● **提示文**
+-------+

昭和14年頃、東京のインドクラブに全国の在日インド人が集結し、反英に関する代表者会議を開こうとしてた。
そんな中、クラブ管理人のバ-サントラル(菅井一郎)が、英国大使館より呼び出しを食らう。
実は、バ-サントラルは、大使館のグレーブス書記官(斉藤達雄)のスパイであった。
バーサントラルへの新しい指令は、ビールプール王国のナリン王子、今はラタンと名乗りサイゴン、バンコク、シンガポールなどで、インド独立の中心的存在となっている男が、秘かに日本に来ているので、その所在を探し出して欲しいというものだった。
バ-サントラルは、東京のインド人の中核的存在カパデア商会にも足を運び、そこを訪れたアタールというインド人に目をつける。

+-------+

● **所与データ**
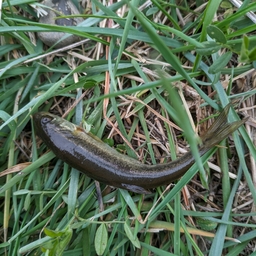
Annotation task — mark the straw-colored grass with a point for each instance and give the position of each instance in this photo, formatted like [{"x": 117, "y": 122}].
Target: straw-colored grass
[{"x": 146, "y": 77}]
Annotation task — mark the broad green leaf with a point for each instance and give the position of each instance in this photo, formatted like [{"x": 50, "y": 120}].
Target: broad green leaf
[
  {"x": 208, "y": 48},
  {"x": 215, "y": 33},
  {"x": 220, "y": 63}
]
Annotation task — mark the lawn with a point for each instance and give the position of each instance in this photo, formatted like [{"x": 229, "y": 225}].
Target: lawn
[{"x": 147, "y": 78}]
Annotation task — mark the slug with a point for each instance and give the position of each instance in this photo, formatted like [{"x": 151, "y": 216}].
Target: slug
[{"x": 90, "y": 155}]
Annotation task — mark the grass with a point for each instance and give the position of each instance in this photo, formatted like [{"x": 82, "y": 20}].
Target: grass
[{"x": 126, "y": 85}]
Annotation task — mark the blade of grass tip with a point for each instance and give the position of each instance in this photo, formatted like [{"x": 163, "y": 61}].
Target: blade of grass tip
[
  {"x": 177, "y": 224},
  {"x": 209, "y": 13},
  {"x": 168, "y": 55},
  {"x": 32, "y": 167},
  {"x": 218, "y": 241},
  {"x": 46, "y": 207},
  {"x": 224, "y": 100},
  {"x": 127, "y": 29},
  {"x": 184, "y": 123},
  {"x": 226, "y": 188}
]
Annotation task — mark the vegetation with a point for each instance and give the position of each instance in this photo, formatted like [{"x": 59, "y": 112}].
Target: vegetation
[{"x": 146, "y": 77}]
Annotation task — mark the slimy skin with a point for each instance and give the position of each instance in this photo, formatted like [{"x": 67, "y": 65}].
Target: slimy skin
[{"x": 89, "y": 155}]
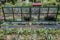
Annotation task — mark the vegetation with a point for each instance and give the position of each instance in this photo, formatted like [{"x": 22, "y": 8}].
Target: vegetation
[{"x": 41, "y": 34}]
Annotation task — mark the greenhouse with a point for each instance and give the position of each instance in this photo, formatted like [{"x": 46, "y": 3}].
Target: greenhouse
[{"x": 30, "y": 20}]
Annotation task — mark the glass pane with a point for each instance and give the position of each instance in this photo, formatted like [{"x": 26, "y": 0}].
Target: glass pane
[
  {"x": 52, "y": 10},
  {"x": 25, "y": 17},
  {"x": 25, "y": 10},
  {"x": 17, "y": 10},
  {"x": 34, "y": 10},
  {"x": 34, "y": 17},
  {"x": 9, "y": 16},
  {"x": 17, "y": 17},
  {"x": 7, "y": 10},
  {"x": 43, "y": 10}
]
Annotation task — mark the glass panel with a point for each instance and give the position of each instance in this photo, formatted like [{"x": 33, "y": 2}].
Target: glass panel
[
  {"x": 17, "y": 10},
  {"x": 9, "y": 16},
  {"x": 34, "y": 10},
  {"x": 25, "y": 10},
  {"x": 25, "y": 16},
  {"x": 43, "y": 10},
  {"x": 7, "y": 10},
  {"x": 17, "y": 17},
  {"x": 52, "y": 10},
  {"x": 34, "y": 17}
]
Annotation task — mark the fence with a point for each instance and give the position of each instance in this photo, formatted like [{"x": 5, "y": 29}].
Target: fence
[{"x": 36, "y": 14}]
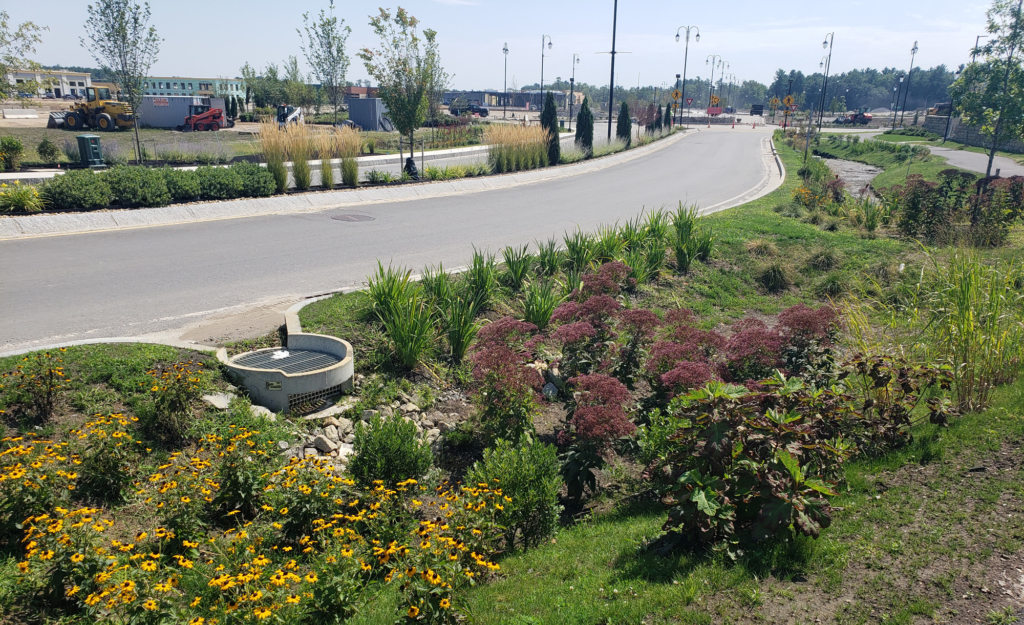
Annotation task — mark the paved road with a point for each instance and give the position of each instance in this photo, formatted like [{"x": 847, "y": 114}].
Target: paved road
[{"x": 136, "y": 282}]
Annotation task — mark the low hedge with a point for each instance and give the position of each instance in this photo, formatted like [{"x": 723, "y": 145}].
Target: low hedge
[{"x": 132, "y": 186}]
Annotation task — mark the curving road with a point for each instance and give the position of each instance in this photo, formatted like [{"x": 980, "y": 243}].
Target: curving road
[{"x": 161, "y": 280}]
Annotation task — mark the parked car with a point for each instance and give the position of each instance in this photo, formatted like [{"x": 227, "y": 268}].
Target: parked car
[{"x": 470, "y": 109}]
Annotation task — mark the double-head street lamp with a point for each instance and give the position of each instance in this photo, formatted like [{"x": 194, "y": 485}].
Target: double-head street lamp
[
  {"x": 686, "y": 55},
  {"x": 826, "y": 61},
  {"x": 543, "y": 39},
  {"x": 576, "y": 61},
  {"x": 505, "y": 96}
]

+-------+

● **記述問題 1**
次の(a)〜(c)が提示文の内容と一致するかどうかを、それぞれ「はい」または「いいえ」で答え、判断の根拠となる提示文の語句をそのまま引用してください。
(a) バーサントラルは英国大使館の書記官のスパイであった。
(b) 代表者会議は大阪のインドクラブで開かれようとしていた。
(c) ナリン王子は現在アタールと名乗っている。
● **記述問題 2**
上記の行のうち、「curving」という文字列を含む行をすべて集めてください。

● **作業結果 1**
(a) はい。「大使館のグレーブス書記官(斉藤達雄)のスパイであった」
(b) いいえ。「東京のインドクラブに全国の在日インド人が集結し」
(c) いいえ。「今はラタンと名乗り」

● **作業結果 2**
Annotation task — mark the curving road with a point for each instance and give the position of each instance in this photo, formatted like [{"x": 980, "y": 243}].
Target: curving road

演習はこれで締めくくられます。